— START Data for the task —

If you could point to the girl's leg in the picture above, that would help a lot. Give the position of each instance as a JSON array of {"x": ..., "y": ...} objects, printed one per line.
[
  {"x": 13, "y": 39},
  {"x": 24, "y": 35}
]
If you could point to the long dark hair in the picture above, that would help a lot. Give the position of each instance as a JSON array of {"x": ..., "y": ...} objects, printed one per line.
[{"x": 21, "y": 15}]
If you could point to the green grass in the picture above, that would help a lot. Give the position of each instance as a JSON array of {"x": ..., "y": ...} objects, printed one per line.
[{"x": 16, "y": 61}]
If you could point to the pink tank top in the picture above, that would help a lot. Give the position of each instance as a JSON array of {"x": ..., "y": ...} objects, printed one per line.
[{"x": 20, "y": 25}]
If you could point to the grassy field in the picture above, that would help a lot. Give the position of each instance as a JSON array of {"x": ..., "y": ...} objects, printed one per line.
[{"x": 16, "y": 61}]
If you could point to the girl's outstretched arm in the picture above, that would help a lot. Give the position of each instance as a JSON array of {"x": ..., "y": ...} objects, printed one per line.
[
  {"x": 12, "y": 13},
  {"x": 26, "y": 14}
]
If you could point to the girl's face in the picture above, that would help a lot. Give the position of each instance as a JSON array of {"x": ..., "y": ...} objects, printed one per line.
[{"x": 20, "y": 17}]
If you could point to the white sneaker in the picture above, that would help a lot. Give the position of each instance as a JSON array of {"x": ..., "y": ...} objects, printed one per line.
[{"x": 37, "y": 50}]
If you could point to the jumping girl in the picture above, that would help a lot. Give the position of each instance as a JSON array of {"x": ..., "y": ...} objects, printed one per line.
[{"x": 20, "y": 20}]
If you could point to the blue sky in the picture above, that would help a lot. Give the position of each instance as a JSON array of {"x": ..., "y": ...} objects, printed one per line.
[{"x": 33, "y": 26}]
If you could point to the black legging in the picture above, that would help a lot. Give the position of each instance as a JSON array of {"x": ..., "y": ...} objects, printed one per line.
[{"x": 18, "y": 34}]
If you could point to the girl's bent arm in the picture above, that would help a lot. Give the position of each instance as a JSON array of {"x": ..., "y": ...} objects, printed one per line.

— END Data for the task —
— START Data for the task —

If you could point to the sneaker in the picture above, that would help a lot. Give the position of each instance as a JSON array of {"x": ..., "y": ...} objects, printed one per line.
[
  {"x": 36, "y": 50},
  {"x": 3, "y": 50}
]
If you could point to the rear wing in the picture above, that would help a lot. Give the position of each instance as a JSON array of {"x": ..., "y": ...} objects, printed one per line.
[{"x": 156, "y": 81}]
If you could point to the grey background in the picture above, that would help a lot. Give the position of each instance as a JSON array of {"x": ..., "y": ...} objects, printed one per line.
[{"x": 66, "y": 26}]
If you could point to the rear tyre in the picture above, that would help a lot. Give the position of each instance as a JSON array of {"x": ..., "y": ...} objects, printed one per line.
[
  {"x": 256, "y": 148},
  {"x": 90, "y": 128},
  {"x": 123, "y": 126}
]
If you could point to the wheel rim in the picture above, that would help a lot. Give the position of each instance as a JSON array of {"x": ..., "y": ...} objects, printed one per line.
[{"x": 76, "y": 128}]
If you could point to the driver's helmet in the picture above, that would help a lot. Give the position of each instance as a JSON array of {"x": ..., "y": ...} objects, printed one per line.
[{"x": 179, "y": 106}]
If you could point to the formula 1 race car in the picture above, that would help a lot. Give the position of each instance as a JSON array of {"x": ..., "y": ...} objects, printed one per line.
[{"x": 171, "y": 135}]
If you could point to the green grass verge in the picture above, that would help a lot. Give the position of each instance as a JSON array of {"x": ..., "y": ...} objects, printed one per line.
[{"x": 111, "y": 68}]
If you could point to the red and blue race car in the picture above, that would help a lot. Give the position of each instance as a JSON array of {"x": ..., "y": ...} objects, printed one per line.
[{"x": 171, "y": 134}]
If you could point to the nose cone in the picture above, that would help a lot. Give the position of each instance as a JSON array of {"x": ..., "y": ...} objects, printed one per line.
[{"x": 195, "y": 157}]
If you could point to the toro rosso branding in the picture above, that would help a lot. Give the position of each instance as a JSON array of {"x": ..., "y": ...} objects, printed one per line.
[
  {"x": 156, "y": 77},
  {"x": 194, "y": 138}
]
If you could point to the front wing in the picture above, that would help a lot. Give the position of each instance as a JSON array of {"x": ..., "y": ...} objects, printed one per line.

— END Data for the task —

▶ Objective:
Rewrite the items from the line holding "If you could point to the grey" through the line holding "If you could point to the front", inclusive, switching "race car" to "racing car" and keeping everything else the same.

▶ The response:
If you could point to the grey background in the picture above, that would help a lot. Give the position of each instance as a JSON array of {"x": ..., "y": ...} objects, printed one per line.
[{"x": 66, "y": 26}]
If you could point to the rear tyre in the picture above, that would help a lot. Give the position of each instance as a JSON array of {"x": ..., "y": ...} objects, printed one per line.
[
  {"x": 256, "y": 148},
  {"x": 90, "y": 128},
  {"x": 123, "y": 126}
]
If you could point to the wheel rim in the picture above, that would help a lot. Give the position of each instance as a JSON array of {"x": ..., "y": ...} objects, printed one per line.
[{"x": 76, "y": 128}]
If you could point to the driver's helmet in the picture above, that would help a lot. Give the position of each instance as a JSON array of {"x": ..., "y": ...} objects, printed one per line.
[{"x": 179, "y": 106}]
If you could point to the formula 1 racing car in the picture above, that would help a lot. Give the position of each instance as a JSON array of {"x": ..., "y": ...} objects, printed one per line.
[{"x": 171, "y": 135}]
If you could point to the green grass verge in the picture above, that would help a lot. Give the position of each instance as a JSON array of {"x": ..., "y": ...} objects, printed one per line.
[{"x": 111, "y": 68}]
If you could point to the red and blue racing car in the picture above, that would help a lot. Give the position of each instance as a JSON array of {"x": ..., "y": ...} objects, printed one per line.
[{"x": 171, "y": 134}]
If you could point to the nose cone in the picture above, that would help a lot. Give the position of each instance as a JSON array of {"x": ..., "y": ...} objects, printed one per line.
[{"x": 195, "y": 157}]
If you could point to the toro rosso branding in the picture above, that would help a lot. Give the position of each instance as a JSON array of {"x": ..., "y": ...} objects, printed one per line.
[
  {"x": 156, "y": 77},
  {"x": 194, "y": 138}
]
If you could point to the front wing in the picture above, that would help a lot. Give the position of each instance as a JSON array of {"x": ..., "y": ...} objects, printed one per line.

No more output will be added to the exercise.